- [Task prompt]
Return the material word for word. Do not include pictures.

## start Records supplied

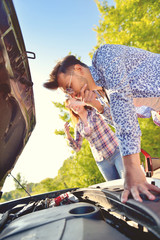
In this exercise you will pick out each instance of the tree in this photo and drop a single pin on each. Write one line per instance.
(131, 22)
(22, 181)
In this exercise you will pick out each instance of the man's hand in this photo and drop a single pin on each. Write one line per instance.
(90, 99)
(135, 180)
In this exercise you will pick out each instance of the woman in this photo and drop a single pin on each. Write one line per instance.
(90, 125)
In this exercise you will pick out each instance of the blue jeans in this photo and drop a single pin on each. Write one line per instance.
(112, 167)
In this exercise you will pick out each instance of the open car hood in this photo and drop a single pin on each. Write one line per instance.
(17, 110)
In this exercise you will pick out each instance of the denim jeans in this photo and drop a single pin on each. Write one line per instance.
(112, 168)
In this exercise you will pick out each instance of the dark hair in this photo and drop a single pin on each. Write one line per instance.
(73, 115)
(61, 67)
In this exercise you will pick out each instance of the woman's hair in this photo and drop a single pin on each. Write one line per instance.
(73, 115)
(62, 67)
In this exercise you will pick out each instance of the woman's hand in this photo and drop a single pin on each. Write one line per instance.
(66, 130)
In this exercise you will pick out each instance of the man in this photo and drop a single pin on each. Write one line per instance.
(131, 78)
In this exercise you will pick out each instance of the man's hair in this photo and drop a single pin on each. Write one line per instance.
(61, 67)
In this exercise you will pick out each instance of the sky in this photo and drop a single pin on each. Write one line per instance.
(51, 29)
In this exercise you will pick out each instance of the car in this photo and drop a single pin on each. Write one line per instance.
(89, 213)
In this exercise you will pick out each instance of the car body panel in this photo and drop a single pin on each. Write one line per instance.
(17, 108)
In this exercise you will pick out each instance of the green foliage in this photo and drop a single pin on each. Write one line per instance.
(132, 23)
(21, 180)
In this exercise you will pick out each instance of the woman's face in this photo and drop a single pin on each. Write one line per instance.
(76, 106)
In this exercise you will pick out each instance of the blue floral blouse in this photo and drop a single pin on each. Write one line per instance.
(126, 73)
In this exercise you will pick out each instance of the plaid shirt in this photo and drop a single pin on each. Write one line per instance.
(102, 139)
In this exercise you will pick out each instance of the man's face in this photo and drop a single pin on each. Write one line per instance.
(72, 83)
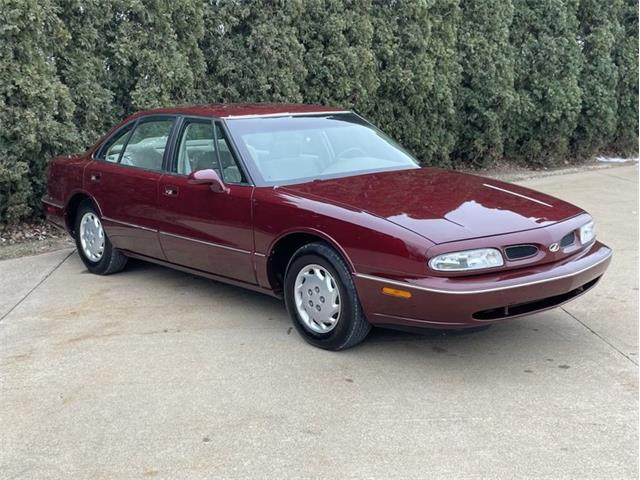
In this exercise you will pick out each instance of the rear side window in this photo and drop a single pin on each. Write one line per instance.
(111, 150)
(146, 146)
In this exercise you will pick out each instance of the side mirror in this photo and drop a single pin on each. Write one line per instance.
(208, 177)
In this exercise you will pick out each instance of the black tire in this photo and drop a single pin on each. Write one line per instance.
(112, 260)
(352, 327)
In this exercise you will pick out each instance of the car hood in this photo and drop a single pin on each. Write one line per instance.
(441, 205)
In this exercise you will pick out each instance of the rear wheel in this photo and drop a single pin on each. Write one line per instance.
(94, 247)
(322, 300)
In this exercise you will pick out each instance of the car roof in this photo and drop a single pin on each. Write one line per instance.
(230, 110)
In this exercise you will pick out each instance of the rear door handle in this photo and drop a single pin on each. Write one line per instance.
(170, 190)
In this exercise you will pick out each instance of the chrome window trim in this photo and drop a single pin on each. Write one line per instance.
(486, 290)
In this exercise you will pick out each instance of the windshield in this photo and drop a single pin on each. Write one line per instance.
(297, 149)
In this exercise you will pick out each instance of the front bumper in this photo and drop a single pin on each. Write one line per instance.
(461, 302)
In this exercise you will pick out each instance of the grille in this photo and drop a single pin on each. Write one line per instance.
(516, 252)
(568, 239)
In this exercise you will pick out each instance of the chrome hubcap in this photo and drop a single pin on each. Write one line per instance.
(91, 236)
(317, 298)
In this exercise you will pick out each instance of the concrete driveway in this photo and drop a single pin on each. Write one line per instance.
(153, 373)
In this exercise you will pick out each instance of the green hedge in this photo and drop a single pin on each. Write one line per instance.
(460, 83)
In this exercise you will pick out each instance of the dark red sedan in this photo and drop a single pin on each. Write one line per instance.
(316, 205)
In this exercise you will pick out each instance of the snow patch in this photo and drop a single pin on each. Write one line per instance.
(615, 159)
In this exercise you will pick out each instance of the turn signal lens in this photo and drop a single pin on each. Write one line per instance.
(467, 260)
(394, 292)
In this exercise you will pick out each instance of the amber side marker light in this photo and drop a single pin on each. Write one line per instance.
(394, 292)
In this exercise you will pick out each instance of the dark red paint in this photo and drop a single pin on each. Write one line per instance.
(385, 225)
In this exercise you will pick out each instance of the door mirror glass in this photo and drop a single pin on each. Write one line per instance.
(209, 177)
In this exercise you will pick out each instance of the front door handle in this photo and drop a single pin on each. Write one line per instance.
(170, 190)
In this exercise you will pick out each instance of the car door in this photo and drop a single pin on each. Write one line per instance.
(123, 178)
(199, 228)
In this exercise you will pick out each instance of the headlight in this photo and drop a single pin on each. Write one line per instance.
(467, 260)
(587, 233)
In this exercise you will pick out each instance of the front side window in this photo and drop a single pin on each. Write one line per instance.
(145, 149)
(295, 149)
(203, 146)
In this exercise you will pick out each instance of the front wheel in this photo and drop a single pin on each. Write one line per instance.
(93, 245)
(322, 300)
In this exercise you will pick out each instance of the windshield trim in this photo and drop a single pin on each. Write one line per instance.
(285, 114)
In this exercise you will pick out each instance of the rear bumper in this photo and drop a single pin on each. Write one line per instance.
(468, 302)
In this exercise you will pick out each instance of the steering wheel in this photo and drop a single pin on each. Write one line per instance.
(352, 150)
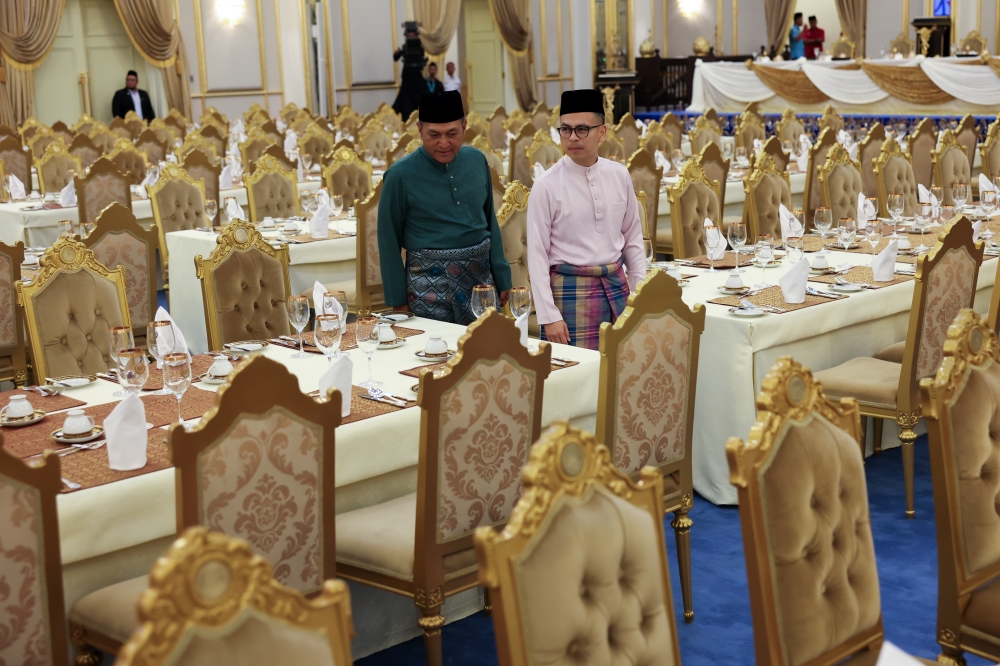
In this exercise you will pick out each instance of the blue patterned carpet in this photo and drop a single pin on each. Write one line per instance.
(722, 631)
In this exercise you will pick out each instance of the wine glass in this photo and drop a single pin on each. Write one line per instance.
(121, 338)
(328, 332)
(484, 296)
(366, 333)
(298, 316)
(177, 378)
(133, 370)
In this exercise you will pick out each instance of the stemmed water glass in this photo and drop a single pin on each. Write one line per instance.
(327, 332)
(177, 378)
(366, 333)
(121, 338)
(484, 297)
(298, 316)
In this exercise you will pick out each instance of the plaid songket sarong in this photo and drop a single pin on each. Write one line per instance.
(440, 282)
(588, 296)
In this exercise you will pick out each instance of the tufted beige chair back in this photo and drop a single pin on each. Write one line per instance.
(70, 309)
(806, 528)
(585, 542)
(103, 185)
(245, 285)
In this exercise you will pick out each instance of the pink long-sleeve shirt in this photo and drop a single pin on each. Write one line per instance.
(583, 216)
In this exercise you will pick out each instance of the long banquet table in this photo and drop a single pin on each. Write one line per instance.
(114, 532)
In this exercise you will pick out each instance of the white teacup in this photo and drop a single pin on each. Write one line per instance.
(18, 408)
(436, 345)
(77, 424)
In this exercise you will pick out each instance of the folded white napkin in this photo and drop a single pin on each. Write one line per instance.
(884, 263)
(720, 251)
(226, 178)
(793, 283)
(338, 376)
(67, 197)
(125, 430)
(319, 225)
(233, 210)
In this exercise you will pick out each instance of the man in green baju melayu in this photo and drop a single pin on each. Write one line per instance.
(437, 203)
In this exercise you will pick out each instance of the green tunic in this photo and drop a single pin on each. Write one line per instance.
(426, 205)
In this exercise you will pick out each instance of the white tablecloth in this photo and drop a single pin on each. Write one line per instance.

## end Records supplied

- [Task answer]
In this exercise you will pick out each instance of the tree in this photo and drop a single pin on each. Write one line per instance.
(131, 22)
(22, 181)
In this exercise you will pick out each instance of the man's hand in this photo and drop a single pin on each. Write one line per instance.
(90, 99)
(135, 180)
In this exercise you will pick out each instance of the woman in this photo and drop a single pin on each. Write one line per instance.
(90, 125)
In this exercise you will pick out each instance of the blue jeans in this photo and drop a single pin on each. Write one line per instance.
(112, 167)
In this exercise you will pick out each instance of the open car hood in this photo and drop a single pin on each. Write one line per instance.
(17, 110)
In this exercise you will pick out each instance of the denim jeans in this photo and drop a single pin on each. Write one line per instance.
(112, 168)
In this exercise you will pick out each instance of the dark hair in this photo and drop a single pin on each. Write one line per instance.
(73, 115)
(61, 67)
In this exercise you will pick out each instance of the woman's hair in this photo and drop a single pin on each. Write one line per instance.
(73, 115)
(62, 67)
In this exercise you will pick out each instance of the woman's hand in this photo and drop a single pin on each. Write one line per instance.
(66, 130)
In this exercise you will pick out each instance of the man in this photo and drop a single pin on each. Write one line per instance.
(131, 78)
In this exercise you will pick out each instance of the man's hair in this photo and drop a single pin on each. Write one line per instance.
(61, 67)
In this exercise you will pick out each instance of the sky in this photo and drop a single pin on each. Write one line per instance.
(51, 29)
In this exercise you will pick out each instance of the car in this photo and drop a single pin on each. Write one line per instance.
(89, 213)
In this exercise you will pick out each instance of the car body panel in this photo and drop a single pin on each. Write one line per instance.
(17, 108)
In this exercise you will pick out each instance of the green foliage in this photo and drop a single pin on each. Write one line per instance.
(132, 23)
(21, 180)
In this exercise you will pick out each instance of the woman's face in this photo and drop a single pin on each. Write one line per instance.
(76, 106)
In this exercise you will pick out each instance of the blue floral blouse in this photo and drop a single pin on each. Write one line per instance.
(126, 73)
In this exercise you will pick out each instance of the plaid shirt in this photo and drop a single pin on each. Write one line per instance.
(102, 139)
In this exercise you will pick out each instance of the man's face in this photo and drop a single pin on each. Write one line per instance.
(72, 83)
In this exercise you will pick out each instance of the rear side window in this photo and drop a single pin on each. Write one line per instance.
(111, 150)
(146, 146)
In this exercise you will pick out each instance of the side mirror in this photo and drop a single pin on each. Write one line per instance.
(208, 177)
In this exercise you will pick out each instance of the black tire in this photo and drop a single pin on each. Write one line per instance.
(112, 260)
(352, 327)
In this exercise you will pick out each instance of the car hood in this photo and drop a single pin on each. Write one line per instance.
(441, 205)
In this exercise you will pick out each instance of the rear wheel in this photo and drop a single pin on each. Write one line per instance.
(94, 247)
(322, 300)
In this exercise you will pick out each instance of the car roof in this photo and drop a single pin on each. Write one line per instance.
(230, 110)
In this exercise you will pick out each instance of the rear door handle in this photo and drop a single pin on each. Write one line per instance.
(170, 190)
In this exercise you will pick out each instance of the chrome window trim in this photo and drop a single pin on each. Write one line per instance.
(486, 290)
In this exercise you will pick out each instance of the windshield in this photo and drop a single pin on each. Write one line per instance.
(297, 149)
In this exercise you will pick out each instance of the front bumper in this photo and drop a single pin on each. Write one line per instance.
(461, 302)
In this exercise you will pick out each instance of the grille in this photo and drop a single pin on each. Write one line per instance.
(516, 252)
(568, 239)
In this exercise you will pick out each instance of the chrome hubcap in this photo and drop a single pin on each. Write one line per instance.
(91, 236)
(317, 298)
In this exercise you will pick out each instance of the concrete driveway in this photo and drop a single pin on each. Write one line per instance.
(153, 373)
In this exercise you will pick out each instance of the green hedge in this photo and drop a single pin on each. Write one line per instance.
(460, 83)
In this exercise you will pick out each instance of the dark red sedan in this photo and drop a single pin on each. Write one line per instance.
(316, 205)
In this exercise you will pick out each instance of the snow patch in this photo and drop a single pin on each. Write one line per instance.
(615, 159)
In this exercise you will pick out each instance of the turn signal lens in this photo and drop a single pin on each. Write one line per instance.
(467, 260)
(394, 292)
In this exercise you will pick out each instance of the amber side marker light in this photo and drop a single pin on each. Write one line per instance.
(394, 292)
In this exercise you will pick out each instance of the dark red paint in this photo and drop a single pin on each. Write one line per instance.
(385, 225)
In this exercise you will pick out each instance of the door mirror glass in this photo and drop a single pin on each. Write one line per instance.
(209, 177)
In this exercise you will pick out each instance of the front door handle in this photo and drop a single pin on each. Write one line per instance.
(170, 190)
In this exercise you will pick out each instance of the car door in this photo and drop a single pin on each. Write one line per instance.
(123, 178)
(199, 228)
In this exercise you will pick out each instance of the headlight in this photo and drop a single pin on each. Write one line per instance.
(467, 260)
(587, 233)
In this exercise you will pick out each instance of the front side window in this photo and drop a single pin on each. Write one line per instance.
(145, 149)
(295, 149)
(203, 146)
In this exercise you will pick out each instance of the front wheel in this photo and drop a single pin on each. Write one line per instance.
(93, 245)
(322, 300)
In this exercise you will pick out each instance of the windshield trim in this photo and drop a single pin on each. Write one line per instance.
(285, 114)
In this exercise you will pick out each instance of the rear bumper in this photo and drop a single pin on each. Write one line per instance.
(468, 302)
In this exercise you will pick out each instance of the steering wheel in this photo and drop a single pin on each. Write one line per instance.
(352, 150)
In this exercise you will pick out each instance of the blue patterned carpet in this photo and drop a single pin on each. Write one line per instance.
(722, 631)
In this exercise you will pick out each instance of the wine glass in this photo and drop a single pin on each. Write one line per instance.
(121, 338)
(328, 332)
(484, 296)
(366, 333)
(298, 316)
(177, 378)
(133, 370)
In this exercise you will pick out each instance of the stemmed water glass in this photo and drop a single pin on each. Write one line per instance.
(327, 332)
(177, 378)
(366, 333)
(121, 338)
(484, 297)
(298, 316)
In this exercise you will pick out each instance of the plaid songket sarong in this photo and drop a single pin on each. Write one line per instance.
(440, 282)
(588, 296)
In this exercise you will pick out each instance of the tufted beige chair back in this photo and drop a single pin on each. Write one line per instance.
(70, 309)
(806, 528)
(585, 542)
(103, 185)
(245, 285)
In this exercise you will pick out each instance of the pink long-sleeve shirt in this photo and drop a single pin on each. Write one line per instance.
(583, 216)
In this exercise you will pick out each instance of the long banquet table in this photo and drop a single pin on each. Write one line per instance.
(114, 532)
In this exercise you will pick out each instance of the white teacup in this photo and drop a single pin on each. Write one line per instance.
(18, 408)
(436, 345)
(77, 424)
In this exercise you will pick out each instance of the folded white napkin in this photo and drop a single pin on each. Write one line per instance.
(884, 263)
(720, 251)
(226, 178)
(793, 283)
(338, 376)
(67, 197)
(125, 430)
(319, 225)
(233, 210)
In this exercise you will pick out each instance of the man in green baju melayu in this photo and drop a single pin on each. Write one line per instance.
(437, 203)
In this exercise you will pick out each instance of the green tunic in this photo and drop a single pin on each. Write one line per instance.
(426, 205)
In this exercise you will pick out each instance of the white tablecloth in this photo and drop a single pin on each. Write one line per instance.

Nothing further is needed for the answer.